EXTRACT -

--------

7

I try to minify separate .js-files with gulp. Like:

file_one.js --> file_one.min.js
file_two.js --> file_two.min.js

It works the first time I execute gulp. But if I run it a second time it looks like this:

file_one.js 
file_one.min.js
file_one.min.min.js
file_two.js
file_two.min.js
file_two.min.min.js

And it repeats that pattern every timme i execute gulp. How can I stop it from minify already minified js.

I use the following code:

gulp.task('scripts', function() {
    return gulp.src('dest/*js')
        .pipe(rename({ suffix: '.min' }))
        .pipe(uglify())
        .pipe(gulp.dest('dest'));
});
8

This is happening because you are saving the minified files in the same directory of your non minified files. The first part of your stream (gulp.src) reads all files inside your dest folder. Since you are saving your minified files to the very same folder, it is minifying them again on the second time it is run. the You have some options:

  1. Change the output folder to something else (for instance gulp.dest('build'))
  2. Change gulp.src to match only the non-minified files
| improve this answer | |
  • I think the OP was asking for clarification on how to do your point 2. i.e. "match the non-minified files" – Rick Davies Apr 7 '16 at 18:41
  • @RickDavies just read the comments. This solution worked for him. No need to downvote. – Marlon Bernardes Apr 8 '16 at 14:29
  • @MarlonBernardes I did read the comments and although the OP accepted your answer to his very real problem I don't believe it answered the intent of his original question, per my comment above. This is an open forum and other people searching for an answer to his question (viz. minifying files in the same directory) might be unsatisfied by yours. I was and downvoted it, also upvoting the answer by Patrik Oldsberg. That's my prerogative. – Rick Davies Apr 11 '16 at 14:11
25

You can put the minified files in a different directory, or you can exclude them in the gulp.srclike this:

gulp.task('scripts', function() {
    return gulp.src(['dest/*.js', '!dest/*.min.js'])

--------

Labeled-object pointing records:
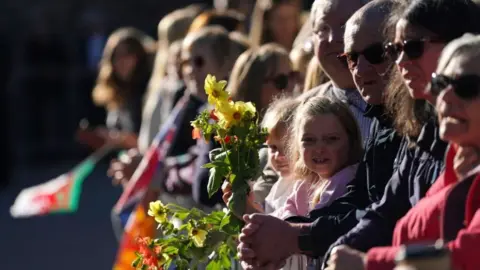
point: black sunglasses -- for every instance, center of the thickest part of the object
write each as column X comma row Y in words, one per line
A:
column 466, row 87
column 414, row 48
column 196, row 61
column 375, row 54
column 281, row 80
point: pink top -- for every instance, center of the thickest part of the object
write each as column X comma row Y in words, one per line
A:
column 298, row 203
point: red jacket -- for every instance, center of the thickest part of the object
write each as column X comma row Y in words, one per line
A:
column 451, row 211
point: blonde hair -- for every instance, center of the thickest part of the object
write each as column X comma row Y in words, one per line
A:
column 250, row 71
column 313, row 107
column 301, row 56
column 315, row 75
column 112, row 92
column 173, row 27
column 260, row 34
column 222, row 48
column 231, row 20
column 279, row 116
column 466, row 46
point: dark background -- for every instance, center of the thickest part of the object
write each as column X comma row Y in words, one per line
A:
column 45, row 90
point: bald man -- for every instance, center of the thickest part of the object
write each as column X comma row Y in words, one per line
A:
column 268, row 237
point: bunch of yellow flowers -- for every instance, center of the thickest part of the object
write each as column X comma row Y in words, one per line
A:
column 210, row 237
column 228, row 112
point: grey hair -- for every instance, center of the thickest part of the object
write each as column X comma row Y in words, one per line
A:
column 318, row 3
column 468, row 43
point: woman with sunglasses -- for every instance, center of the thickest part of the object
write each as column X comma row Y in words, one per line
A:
column 258, row 76
column 413, row 119
column 450, row 210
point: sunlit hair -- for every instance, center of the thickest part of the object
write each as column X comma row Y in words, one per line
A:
column 241, row 41
column 259, row 32
column 279, row 116
column 173, row 27
column 311, row 108
column 315, row 76
column 467, row 46
column 110, row 90
column 251, row 70
column 231, row 20
column 217, row 41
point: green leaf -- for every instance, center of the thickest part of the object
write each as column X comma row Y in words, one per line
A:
column 215, row 218
column 225, row 261
column 214, row 265
column 181, row 215
column 215, row 180
column 231, row 224
column 238, row 201
column 170, row 250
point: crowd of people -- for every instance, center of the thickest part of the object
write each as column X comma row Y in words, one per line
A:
column 373, row 113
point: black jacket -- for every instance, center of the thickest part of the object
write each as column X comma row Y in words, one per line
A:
column 379, row 162
column 419, row 169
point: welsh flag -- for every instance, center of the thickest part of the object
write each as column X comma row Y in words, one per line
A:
column 59, row 195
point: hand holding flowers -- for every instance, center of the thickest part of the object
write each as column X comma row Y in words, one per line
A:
column 210, row 238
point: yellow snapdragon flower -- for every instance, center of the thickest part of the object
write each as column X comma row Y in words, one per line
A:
column 198, row 236
column 215, row 90
column 158, row 211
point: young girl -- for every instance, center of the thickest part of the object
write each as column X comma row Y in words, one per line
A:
column 325, row 147
column 277, row 120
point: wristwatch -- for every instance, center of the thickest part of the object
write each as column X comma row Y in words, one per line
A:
column 305, row 243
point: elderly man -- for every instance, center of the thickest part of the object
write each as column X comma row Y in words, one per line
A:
column 267, row 240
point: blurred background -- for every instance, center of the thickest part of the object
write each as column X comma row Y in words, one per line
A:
column 49, row 53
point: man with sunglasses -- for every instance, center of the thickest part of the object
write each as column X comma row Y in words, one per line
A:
column 366, row 59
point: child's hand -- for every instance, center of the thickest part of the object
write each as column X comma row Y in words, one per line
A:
column 251, row 206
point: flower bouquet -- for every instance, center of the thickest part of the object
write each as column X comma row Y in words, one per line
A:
column 210, row 238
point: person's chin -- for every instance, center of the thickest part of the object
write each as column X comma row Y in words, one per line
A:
column 371, row 99
column 453, row 131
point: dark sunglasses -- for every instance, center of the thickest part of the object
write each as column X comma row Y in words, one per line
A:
column 196, row 61
column 414, row 49
column 466, row 87
column 281, row 80
column 375, row 54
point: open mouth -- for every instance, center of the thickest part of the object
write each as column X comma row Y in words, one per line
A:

--------

TASKS TO COMPLETE -
• 1. From the gulp minification thread, extract the passage starting at "And it repeats" and ending at "return gulp.src('dest/*js')".
• 2. In the gulp minification thread, what example output folder does the first answer give for changing the destination?
• 3. Summarize the gulp minification thread in two sentences.

RESPONSES IN ORDER -
• 1.
And it repeats that pattern every timme i execute gulp. How can I stop it from minify already minified js.

I use the following code:

gulp.task('scripts', function() {
    return gulp.src('dest/*js')

• 2. It gives gulp.dest('build') as the example.

• 3. Each time the gulp task runs again, it minifies the already minified files and produces names like file_one.min.min.js. The answers explain that this happens because the minified files are saved in the same folder that gulp.src reads, and they suggest either writing them to a different folder or excluding the .min.js files in gulp.src.